Quote every line as given.
━━ THE INPUT ━━
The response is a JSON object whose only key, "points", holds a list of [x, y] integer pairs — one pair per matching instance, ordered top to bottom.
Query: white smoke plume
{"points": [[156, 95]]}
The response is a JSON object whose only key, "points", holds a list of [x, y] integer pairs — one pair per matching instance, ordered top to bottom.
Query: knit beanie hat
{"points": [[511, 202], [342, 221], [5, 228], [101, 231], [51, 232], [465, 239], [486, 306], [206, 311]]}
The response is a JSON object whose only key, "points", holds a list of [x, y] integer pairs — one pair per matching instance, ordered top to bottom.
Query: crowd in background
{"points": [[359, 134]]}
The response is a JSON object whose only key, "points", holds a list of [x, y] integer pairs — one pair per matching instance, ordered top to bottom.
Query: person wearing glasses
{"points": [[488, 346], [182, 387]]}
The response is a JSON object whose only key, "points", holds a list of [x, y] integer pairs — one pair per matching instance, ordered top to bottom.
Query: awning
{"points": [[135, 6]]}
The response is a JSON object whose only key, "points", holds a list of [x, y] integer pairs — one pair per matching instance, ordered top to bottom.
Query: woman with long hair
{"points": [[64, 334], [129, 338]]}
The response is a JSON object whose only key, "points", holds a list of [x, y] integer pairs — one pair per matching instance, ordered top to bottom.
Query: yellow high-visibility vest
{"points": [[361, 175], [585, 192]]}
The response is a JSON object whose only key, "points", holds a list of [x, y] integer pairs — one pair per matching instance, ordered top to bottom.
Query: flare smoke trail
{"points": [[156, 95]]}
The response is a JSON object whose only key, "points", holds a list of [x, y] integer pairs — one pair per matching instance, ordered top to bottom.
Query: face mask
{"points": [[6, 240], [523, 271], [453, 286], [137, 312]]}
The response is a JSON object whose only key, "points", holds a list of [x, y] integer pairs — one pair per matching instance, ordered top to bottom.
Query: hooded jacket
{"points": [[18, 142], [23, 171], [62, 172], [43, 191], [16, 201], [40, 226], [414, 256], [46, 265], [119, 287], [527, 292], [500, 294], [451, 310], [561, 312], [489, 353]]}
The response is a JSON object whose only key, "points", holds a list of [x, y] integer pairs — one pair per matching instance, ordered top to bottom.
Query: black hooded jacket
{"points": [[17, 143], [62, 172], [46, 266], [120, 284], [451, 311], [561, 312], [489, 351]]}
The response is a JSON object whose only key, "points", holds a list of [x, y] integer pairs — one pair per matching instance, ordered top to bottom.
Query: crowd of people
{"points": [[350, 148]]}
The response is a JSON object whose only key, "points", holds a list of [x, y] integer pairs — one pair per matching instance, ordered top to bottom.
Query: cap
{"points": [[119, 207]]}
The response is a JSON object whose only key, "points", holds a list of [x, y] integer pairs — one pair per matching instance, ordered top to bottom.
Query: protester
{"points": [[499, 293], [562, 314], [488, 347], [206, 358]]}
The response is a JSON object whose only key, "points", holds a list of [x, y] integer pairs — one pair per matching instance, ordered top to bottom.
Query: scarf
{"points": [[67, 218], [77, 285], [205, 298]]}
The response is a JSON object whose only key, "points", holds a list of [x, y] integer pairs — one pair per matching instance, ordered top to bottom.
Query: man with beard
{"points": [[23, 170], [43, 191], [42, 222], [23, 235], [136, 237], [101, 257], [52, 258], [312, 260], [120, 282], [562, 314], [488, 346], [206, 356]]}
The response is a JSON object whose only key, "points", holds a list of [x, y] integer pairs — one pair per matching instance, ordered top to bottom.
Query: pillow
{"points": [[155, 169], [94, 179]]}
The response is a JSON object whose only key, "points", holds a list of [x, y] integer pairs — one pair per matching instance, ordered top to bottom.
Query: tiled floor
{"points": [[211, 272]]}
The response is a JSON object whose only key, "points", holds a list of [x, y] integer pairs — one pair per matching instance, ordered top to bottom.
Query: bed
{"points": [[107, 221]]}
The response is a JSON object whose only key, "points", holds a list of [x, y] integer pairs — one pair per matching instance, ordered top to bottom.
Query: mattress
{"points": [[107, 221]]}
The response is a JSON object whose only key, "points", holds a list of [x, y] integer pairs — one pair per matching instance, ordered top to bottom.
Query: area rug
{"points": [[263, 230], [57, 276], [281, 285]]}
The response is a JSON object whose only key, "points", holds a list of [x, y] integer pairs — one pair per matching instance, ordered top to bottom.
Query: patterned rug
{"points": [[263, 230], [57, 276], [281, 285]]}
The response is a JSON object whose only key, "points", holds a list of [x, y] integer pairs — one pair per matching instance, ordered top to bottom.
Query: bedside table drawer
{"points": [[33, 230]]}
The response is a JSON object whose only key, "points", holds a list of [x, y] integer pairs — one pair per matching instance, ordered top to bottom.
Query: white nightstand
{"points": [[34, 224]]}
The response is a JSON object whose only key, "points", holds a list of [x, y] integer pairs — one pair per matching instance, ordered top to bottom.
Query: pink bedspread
━━━
**SOLUTION TO THIS PROBLEM**:
The response is a JSON object whose only key, "points", holds a list of [x, y] integer pairs — one pair per matching instance, ordered top to bottom.
Query: white smoke plume
{"points": [[156, 95]]}
The response is a JSON object whose only key, "points", holds a list of [x, y] integer pairs — one pair per matching instance, ordered top to bottom.
Query: knit beanie hat
{"points": [[511, 202], [342, 221], [5, 228], [101, 231], [51, 232], [465, 239], [486, 306], [206, 311]]}
The response is a JSON object whose only key, "points", holds a list of [x, y] integer pairs — one pair per matching instance, ordered top to bottom.
Query: crowd in background
{"points": [[359, 134]]}
The response is a JSON object whose only key, "points", holds a list of [x, y] integer pairs — one pair per matching instance, ordered top to bottom.
Query: person wearing glasses
{"points": [[488, 346], [182, 387]]}
The response is a JSON object whose only key, "points", holds a list of [x, y] integer pairs — one pair per matching instance, ordered top to bottom.
Query: awning
{"points": [[135, 6]]}
The response is a JSON object whose only key, "points", holds a list of [x, y] integer pairs — one pair per matching instance, ordered top to bottom.
Query: woman with long hair
{"points": [[64, 334], [129, 338]]}
The response is a JSON object whose only key, "points", holds a list of [x, y] integer pairs — one pair per matching instance, ordered top to bottom.
Query: yellow high-visibility vest
{"points": [[361, 175], [585, 192]]}
The response is a JSON object whose only key, "points", holds a list of [x, y] integer pairs — one pair per matching instance, ordered top to bottom.
Query: flare smoke trail
{"points": [[156, 95]]}
The response is a JSON object whose only key, "points", holds a list of [x, y] integer pairs — one pair per matching instance, ordered top to bottom.
Query: face mask
{"points": [[6, 240], [523, 271], [453, 286], [137, 312]]}
The response is a JSON object whose only key, "points", holds a list of [x, y] integer pairs — one pair per matching instance, ordered top to bottom.
Query: hooded jacket
{"points": [[18, 142], [23, 171], [62, 172], [43, 191], [16, 201], [40, 226], [414, 256], [46, 265], [119, 287], [527, 292], [500, 294], [451, 310], [561, 312], [489, 353]]}
The response is a JSON object whose only key, "points", holds a list of [x, y] integer pairs — one pair per matching instance, ordered top to bottom.
Query: black hooded jacket
{"points": [[17, 143], [62, 172], [46, 266], [120, 284], [451, 311], [561, 312], [489, 351]]}
The response is a JSON object whose only key, "points", holds a list of [x, y] integer pairs — one pair per matching instance, ordered top to bottom.
Query: crowd of people
{"points": [[350, 148]]}
The response is a JSON object whose only key, "points", holds a list of [x, y] integer pairs — one pair per matching instance, ordered top to bottom.
Query: cap
{"points": [[119, 207]]}
The response is a JSON object whose only key, "points", holds a list of [x, y] integer pairs — one pair per matching instance, ordered top to bottom.
Query: protester
{"points": [[499, 293], [562, 314], [488, 347], [206, 358]]}
The response is a JSON object whose only key, "points", holds a list of [x, y] integer pairs — one pair per matching instance, ordered top to bottom.
Query: scarf
{"points": [[67, 218], [77, 285], [205, 298]]}
The response is a JSON object whose only key, "points", holds a list of [x, y] integer pairs — one pair per matching instance, ordered top to bottom.
Query: man with beard
{"points": [[23, 170], [43, 191], [42, 222], [23, 235], [136, 237], [101, 257], [52, 258], [312, 260], [120, 282], [562, 314], [488, 346], [206, 356]]}
The response is a JSON object whose only key, "points", holds a list of [x, y] integer pairs — one pair per matching instance, ordered top to bottom.
Query: pillow
{"points": [[155, 169], [94, 179]]}
The response is a JSON object whose only key, "points", holds a list of [x, y] integer pairs — one pair per matching instance, ordered top to bottom.
Query: tiled floor
{"points": [[211, 272]]}
The response is a JSON object whose only key, "points", holds a list of [x, y] integer pairs — one pair per matching instance, ordered top to bottom.
Query: bed
{"points": [[107, 221]]}
The response is a JSON object whose only key, "points", holds a list of [x, y] integer pairs — one pair per matching instance, ordered top to bottom.
Query: mattress
{"points": [[107, 221]]}
The response is a JSON object whose only key, "points", holds a list of [x, y] integer pairs — one pair per matching instance, ordered top to bottom.
Query: area rug
{"points": [[263, 230], [57, 276], [281, 285]]}
The response is a JSON object whose only key, "points", holds a list of [x, y] integer pairs — one pair per matching instance, ordered top to bottom.
Query: patterned rug
{"points": [[263, 230], [57, 276], [281, 285]]}
The response is a JSON object whose only key, "points", holds a list of [x, y] integer pairs — one pair per matching instance, ordered top to bottom.
Query: bedside table drawer
{"points": [[33, 230]]}
The response is a JSON object whose only key, "points", holds a list of [x, y] integer pairs — one pair per matching instance, ordered top to bottom.
Query: white nightstand
{"points": [[34, 224]]}
The response is a JSON object whose only key, "points", holds a list of [x, y] integer pairs — one pair per matching instance, ordered top to bottom.
Query: pink bedspread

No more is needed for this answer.